**SELECTED PASSAGE**:
########

Condensed representation

The chemical structure representation of a protein sequence can be compressed efficiently by representing all unmodified natural amino acids by single so-called pseudo atoms.

[Image: Example protein sequence.]

Example protein sequence. The second residue of the second chain has been modified from Glu to 4-carboxy-glutamate.

[Image: Full structure version of example protein.]

Full structure representation of example protein sequence.

[Image: Condensed structure version of example protein.]

Condensed structure representation of example protein sequence. Only the 4-carboxy-glutamate is represented as a full structure. All other residues are represented by single atoms.


Below are examples of full structure molfiles generated from protein entries with a varying number of expressed amino acids.

If you attempt to register these molecules in a normal chemistry database, you will find that registration eventually becomes a very lengthy process as the number of residues grow.

########

**TASK INSTRUCTIONS**:
[1] In the passage on condensed protein representation, switch "single atoms" to "pseudo atoms" and reproduce the text from "[Image: Condensed structure" to "by single atoms.".
[2] Continue the passage on condensed protein representation from where it stops.

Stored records

########

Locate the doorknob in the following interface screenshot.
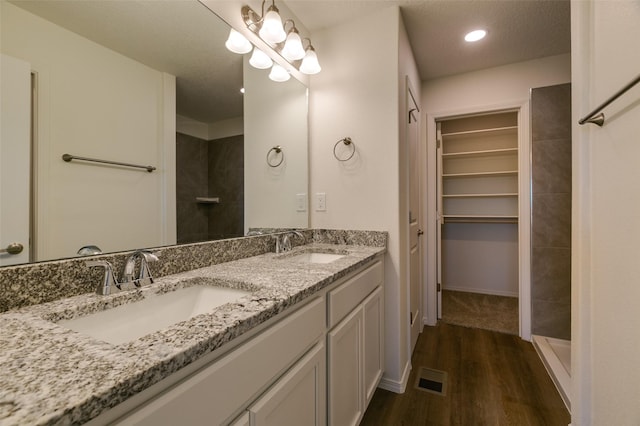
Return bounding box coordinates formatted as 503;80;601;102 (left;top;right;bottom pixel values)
0;243;24;254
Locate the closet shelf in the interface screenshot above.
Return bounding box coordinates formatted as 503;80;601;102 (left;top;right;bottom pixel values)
442;214;518;223
442;192;518;198
196;197;220;204
442;148;518;160
442;126;518;137
442;170;518;178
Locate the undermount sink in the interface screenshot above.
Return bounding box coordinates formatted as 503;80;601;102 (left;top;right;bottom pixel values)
280;249;347;263
58;285;250;345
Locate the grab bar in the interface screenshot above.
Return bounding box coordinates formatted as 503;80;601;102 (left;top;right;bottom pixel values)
578;75;640;127
62;154;156;173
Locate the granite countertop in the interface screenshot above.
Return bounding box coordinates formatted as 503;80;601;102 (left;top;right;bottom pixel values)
0;243;385;425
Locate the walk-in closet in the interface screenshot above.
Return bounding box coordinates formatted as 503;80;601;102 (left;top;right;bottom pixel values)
437;110;519;334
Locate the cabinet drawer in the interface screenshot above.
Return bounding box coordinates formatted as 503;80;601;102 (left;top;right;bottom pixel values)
328;260;383;328
120;298;326;426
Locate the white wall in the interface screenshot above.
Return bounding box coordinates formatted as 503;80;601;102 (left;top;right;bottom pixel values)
243;55;309;233
422;54;571;326
1;2;175;259
310;7;420;390
571;1;640;426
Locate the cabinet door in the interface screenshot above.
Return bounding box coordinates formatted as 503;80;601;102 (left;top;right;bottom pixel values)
363;287;384;407
249;342;326;426
327;306;364;426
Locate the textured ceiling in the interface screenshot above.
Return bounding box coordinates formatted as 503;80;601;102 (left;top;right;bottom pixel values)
285;0;571;80
13;0;570;122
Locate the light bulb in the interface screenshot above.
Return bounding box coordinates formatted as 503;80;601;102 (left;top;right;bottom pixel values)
249;47;273;70
282;27;305;62
300;46;322;74
258;5;287;44
464;30;487;43
269;64;291;83
224;28;253;54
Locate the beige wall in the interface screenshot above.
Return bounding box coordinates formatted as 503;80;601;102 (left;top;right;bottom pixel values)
310;7;420;391
2;2;175;259
571;1;640;426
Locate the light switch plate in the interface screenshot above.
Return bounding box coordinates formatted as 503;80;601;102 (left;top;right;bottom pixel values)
296;193;307;212
316;192;327;212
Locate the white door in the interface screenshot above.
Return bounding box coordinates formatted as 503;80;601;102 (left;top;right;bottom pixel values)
436;123;444;319
407;80;422;353
0;55;31;266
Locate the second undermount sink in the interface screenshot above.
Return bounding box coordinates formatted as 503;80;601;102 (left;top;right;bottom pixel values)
58;285;250;345
288;252;345;263
279;248;348;263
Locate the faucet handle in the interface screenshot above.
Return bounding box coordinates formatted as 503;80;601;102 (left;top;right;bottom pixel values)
85;260;121;295
135;250;158;287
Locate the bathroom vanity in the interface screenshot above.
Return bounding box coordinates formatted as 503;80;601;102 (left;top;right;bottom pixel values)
0;235;385;425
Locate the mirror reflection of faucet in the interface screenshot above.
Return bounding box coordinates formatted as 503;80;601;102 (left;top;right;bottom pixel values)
276;231;304;253
86;250;158;296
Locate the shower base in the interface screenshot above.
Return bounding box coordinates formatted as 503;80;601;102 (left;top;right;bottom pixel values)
532;336;571;412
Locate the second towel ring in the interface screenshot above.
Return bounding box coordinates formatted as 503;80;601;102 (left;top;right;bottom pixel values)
333;136;356;161
267;145;284;167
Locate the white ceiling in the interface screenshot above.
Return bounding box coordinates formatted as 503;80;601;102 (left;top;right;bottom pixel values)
285;0;571;80
12;0;570;122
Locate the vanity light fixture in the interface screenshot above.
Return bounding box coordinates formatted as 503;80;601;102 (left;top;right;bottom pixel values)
224;28;253;55
282;19;305;62
236;0;322;77
258;0;287;44
249;47;273;70
300;38;322;75
269;64;291;83
464;30;487;43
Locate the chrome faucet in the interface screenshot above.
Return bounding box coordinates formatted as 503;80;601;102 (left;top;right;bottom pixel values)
121;250;158;287
86;260;121;296
280;231;304;251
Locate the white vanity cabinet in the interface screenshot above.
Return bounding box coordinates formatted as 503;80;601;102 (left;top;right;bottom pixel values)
327;261;384;426
89;257;384;426
110;297;326;426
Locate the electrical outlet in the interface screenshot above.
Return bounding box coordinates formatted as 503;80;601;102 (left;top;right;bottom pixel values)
316;192;327;212
296;194;307;212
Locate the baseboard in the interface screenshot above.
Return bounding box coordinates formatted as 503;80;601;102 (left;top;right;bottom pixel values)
378;361;411;393
443;285;518;297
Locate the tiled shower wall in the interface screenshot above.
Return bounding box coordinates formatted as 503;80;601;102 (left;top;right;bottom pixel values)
531;83;571;340
176;133;244;244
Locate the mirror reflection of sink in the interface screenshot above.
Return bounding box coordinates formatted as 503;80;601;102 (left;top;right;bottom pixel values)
58;285;250;345
286;252;345;263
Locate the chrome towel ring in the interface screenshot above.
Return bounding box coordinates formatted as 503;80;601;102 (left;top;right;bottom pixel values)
333;136;356;161
267;145;284;167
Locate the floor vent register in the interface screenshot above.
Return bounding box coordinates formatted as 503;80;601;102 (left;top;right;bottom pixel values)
416;367;447;395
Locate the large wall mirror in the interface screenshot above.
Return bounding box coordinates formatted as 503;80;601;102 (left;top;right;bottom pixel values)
0;0;308;265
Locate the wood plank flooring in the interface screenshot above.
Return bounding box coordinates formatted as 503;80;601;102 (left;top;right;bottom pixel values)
361;323;570;426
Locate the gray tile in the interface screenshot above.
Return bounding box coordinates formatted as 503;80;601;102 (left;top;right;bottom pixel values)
531;301;571;340
531;83;571;141
531;139;571;194
531;248;571;304
531;194;571;248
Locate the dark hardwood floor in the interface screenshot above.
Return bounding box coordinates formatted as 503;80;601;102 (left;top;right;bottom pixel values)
361;322;570;426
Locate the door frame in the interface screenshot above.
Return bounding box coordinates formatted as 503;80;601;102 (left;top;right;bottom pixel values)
423;98;531;341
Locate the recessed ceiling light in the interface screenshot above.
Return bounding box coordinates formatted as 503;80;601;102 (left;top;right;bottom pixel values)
464;30;487;43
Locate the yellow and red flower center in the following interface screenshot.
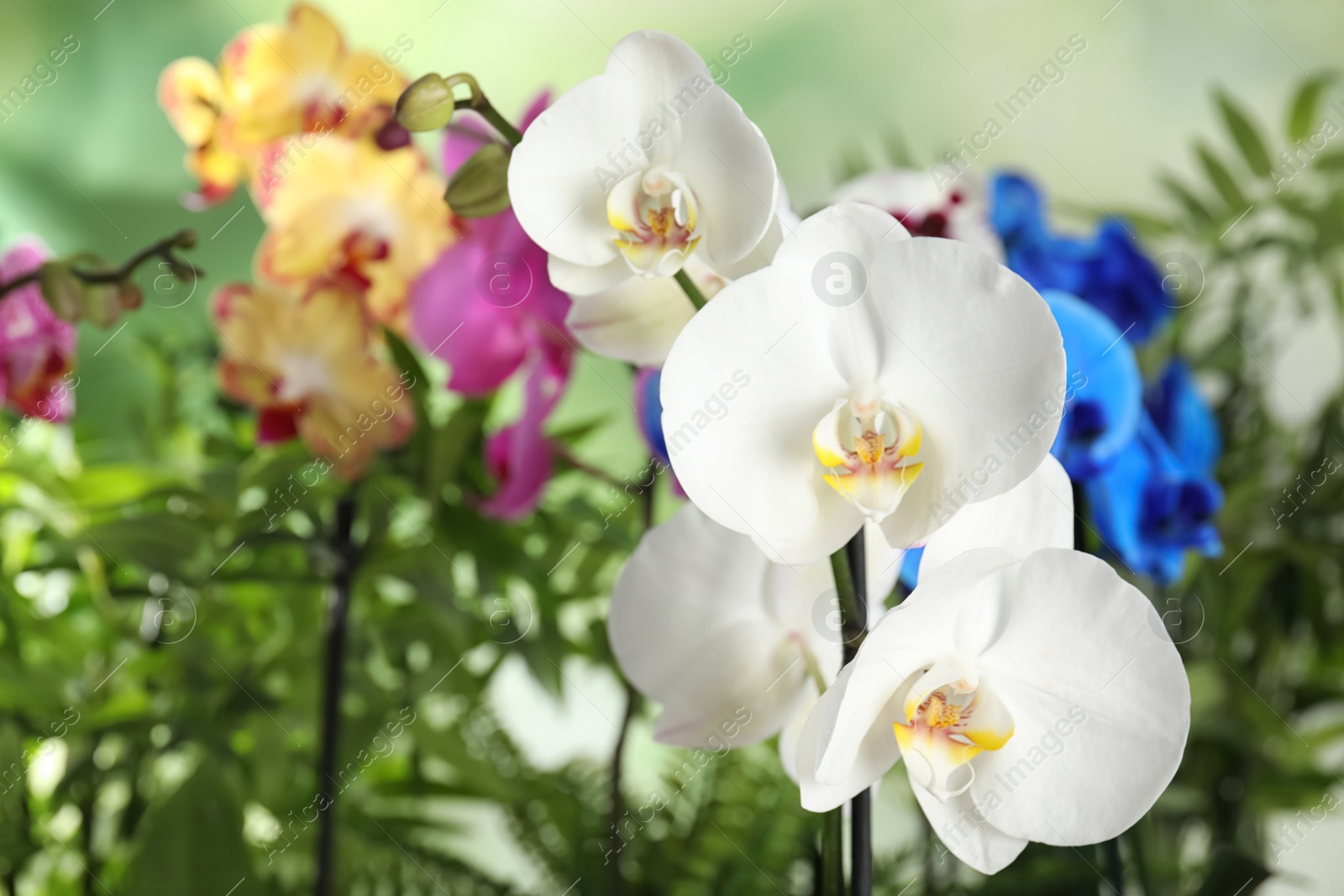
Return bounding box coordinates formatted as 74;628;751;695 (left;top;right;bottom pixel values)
811;395;923;521
606;165;701;277
892;665;1013;799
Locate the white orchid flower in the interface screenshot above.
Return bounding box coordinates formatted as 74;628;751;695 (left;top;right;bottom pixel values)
832;168;1004;259
607;504;902;766
797;458;1189;874
508;31;775;296
564;183;798;367
661;203;1064;563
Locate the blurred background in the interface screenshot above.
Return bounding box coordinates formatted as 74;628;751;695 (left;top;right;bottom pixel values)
0;0;1344;896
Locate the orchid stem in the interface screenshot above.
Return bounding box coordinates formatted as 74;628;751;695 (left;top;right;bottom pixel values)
1100;837;1125;893
313;486;359;896
831;529;872;896
612;459;657;896
672;267;707;311
445;77;522;146
0;230;200;296
822;806;844;896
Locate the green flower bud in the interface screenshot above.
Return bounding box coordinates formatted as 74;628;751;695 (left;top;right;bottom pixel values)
444;144;509;217
38;262;83;324
396;72;455;130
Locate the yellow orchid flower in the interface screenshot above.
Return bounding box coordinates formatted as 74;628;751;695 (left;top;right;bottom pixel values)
159;3;414;203
213;284;415;477
253;136;453;332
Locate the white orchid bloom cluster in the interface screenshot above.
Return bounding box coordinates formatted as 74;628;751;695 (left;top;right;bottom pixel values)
509;26;1189;873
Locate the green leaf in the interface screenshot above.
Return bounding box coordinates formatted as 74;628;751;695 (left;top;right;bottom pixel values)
1194;846;1268;896
1315;149;1344;170
1158;175;1214;227
1194;144;1250;215
1288;74;1335;143
1218;92;1273;177
383;327;430;426
125;759;251;896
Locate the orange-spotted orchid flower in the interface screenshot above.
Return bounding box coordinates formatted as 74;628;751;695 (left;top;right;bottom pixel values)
663;203;1064;563
255;136;453;332
159;3;406;203
213;284;415;475
797;455;1189;874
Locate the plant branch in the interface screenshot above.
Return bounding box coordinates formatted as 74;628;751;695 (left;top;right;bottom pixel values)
0;230;200;296
445;71;522;146
313;485;359;896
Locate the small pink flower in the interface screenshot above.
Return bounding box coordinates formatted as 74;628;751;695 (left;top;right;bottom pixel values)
481;360;569;521
412;94;574;395
412;92;574;520
0;238;76;423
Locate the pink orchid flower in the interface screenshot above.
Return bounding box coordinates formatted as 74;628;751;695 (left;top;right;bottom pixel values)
0;238;76;423
481;361;569;521
412;92;574;520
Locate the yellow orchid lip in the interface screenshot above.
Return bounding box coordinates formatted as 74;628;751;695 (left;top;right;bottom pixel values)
811;395;923;521
606;166;701;275
892;663;1015;800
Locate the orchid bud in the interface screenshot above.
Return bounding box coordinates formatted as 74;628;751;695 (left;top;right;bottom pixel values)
444;144;509;217
396;72;455;130
38;262;83;322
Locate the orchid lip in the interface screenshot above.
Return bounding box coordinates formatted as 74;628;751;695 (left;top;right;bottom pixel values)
606;165;701;277
811;392;923;522
892;663;1015;800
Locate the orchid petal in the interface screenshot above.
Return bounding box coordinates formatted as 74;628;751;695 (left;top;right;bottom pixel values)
919;454;1074;575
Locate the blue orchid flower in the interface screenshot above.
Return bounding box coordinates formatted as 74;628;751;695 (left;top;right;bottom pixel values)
634;367;672;466
1084;361;1223;584
1042;291;1144;479
634;367;685;498
990;175;1174;341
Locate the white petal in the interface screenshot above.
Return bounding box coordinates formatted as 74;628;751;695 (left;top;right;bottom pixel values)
910;780;1028;874
661;259;863;564
508;76;643;266
833;168;948;217
715;180;800;280
606;31;714;134
962;548;1189;846
869;238;1066;544
663;204;1064;563
668;83;775;267
919;454;1074;575
564;271;695;367
832;168;1003;259
546;254;634;296
607;505;838;747
797;663;900;811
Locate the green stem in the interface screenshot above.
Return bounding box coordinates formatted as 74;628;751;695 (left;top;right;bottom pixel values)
831;548;863;652
672;267;706;311
475;96;522;146
0;230;200;296
445;71;522;146
822;806;844;896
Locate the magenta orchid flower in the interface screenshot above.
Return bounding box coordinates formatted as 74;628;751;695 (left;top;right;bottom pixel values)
412;94;574;395
0;238;76;423
481;359;570;521
412;92;574;521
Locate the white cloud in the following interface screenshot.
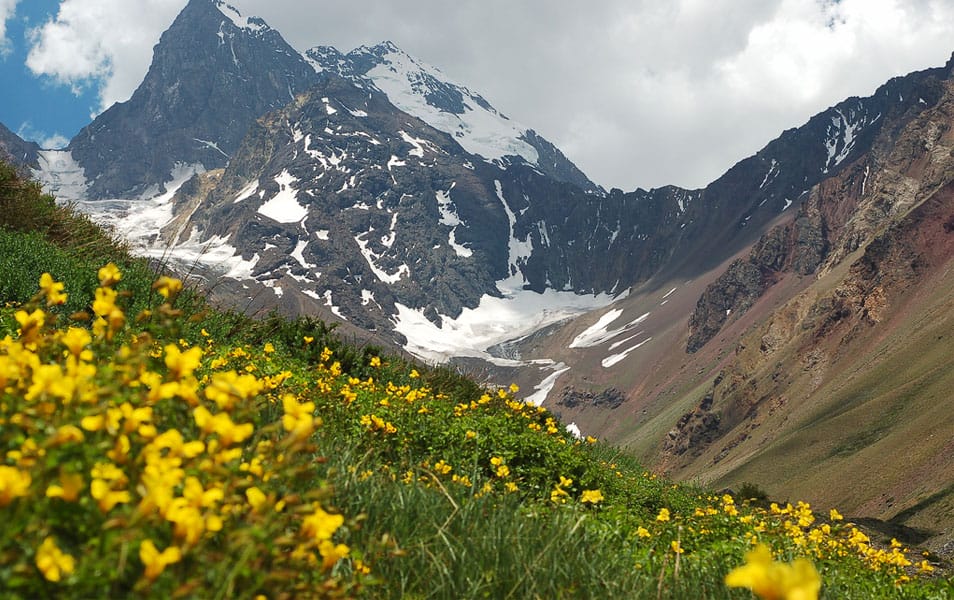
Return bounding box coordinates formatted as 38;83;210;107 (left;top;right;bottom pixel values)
22;0;954;190
0;0;20;58
17;121;70;150
27;0;186;108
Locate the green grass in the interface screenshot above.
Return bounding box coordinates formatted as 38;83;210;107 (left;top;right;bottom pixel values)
0;159;954;599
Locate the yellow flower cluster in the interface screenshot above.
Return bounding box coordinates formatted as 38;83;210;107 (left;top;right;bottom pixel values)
0;274;354;589
725;544;821;600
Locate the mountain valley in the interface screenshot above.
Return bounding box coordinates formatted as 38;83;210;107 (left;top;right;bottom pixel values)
0;0;954;549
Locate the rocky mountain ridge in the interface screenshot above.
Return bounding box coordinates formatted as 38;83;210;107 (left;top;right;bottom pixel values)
0;123;40;170
0;0;954;548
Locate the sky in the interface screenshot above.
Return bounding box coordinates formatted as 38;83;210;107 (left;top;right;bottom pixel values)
0;0;954;191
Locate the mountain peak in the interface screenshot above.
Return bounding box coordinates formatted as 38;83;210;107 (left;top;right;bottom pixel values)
215;0;271;32
306;40;600;193
68;0;316;198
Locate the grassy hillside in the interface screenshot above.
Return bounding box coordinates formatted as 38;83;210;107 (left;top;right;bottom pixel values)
0;161;954;599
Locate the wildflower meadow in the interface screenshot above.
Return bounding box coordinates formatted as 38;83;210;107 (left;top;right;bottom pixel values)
0;162;954;599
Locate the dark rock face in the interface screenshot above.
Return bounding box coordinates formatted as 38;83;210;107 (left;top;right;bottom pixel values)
0;123;40;170
557;386;626;410
686;59;947;353
686;259;765;352
68;0;315;198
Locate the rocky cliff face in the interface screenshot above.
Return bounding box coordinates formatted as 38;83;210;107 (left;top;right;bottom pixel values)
687;57;948;352
0;123;40;171
305;42;603;193
68;0;315;198
659;63;954;544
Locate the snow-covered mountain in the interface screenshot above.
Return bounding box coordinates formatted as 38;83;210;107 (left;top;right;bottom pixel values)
305;41;602;193
56;0;316;199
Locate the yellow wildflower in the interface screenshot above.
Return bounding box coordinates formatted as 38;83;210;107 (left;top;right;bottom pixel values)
164;344;202;380
580;490;603;504
0;465;33;506
13;309;46;343
139;540;182;581
725;544;821;600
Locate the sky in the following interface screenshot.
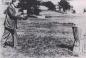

########

**EXPECTED RESULTS**:
[1]
[Image: Condensed structure version of example protein.]

Condensed structure representation of example protein sequence. Only the 4-carboxy-glutamate is represented as a full structure. All other residues are represented by pseudo atoms.

[2]
By using the condensed representation instead the size and complexity of the molfile is greatly reduced - without chemical information loss. Compare the file sizes and registration performance of the full-structure files above with the equivalent condensed representations using pseudo atoms below.

The condensed representation above is known as the "simple condensed" format. Symyx/MDL Draw users will probably want to use the "MDL condensed format" which includes extra annotations that enable the drawing tool to expand/contract residues and layout disulfide bridges nicely.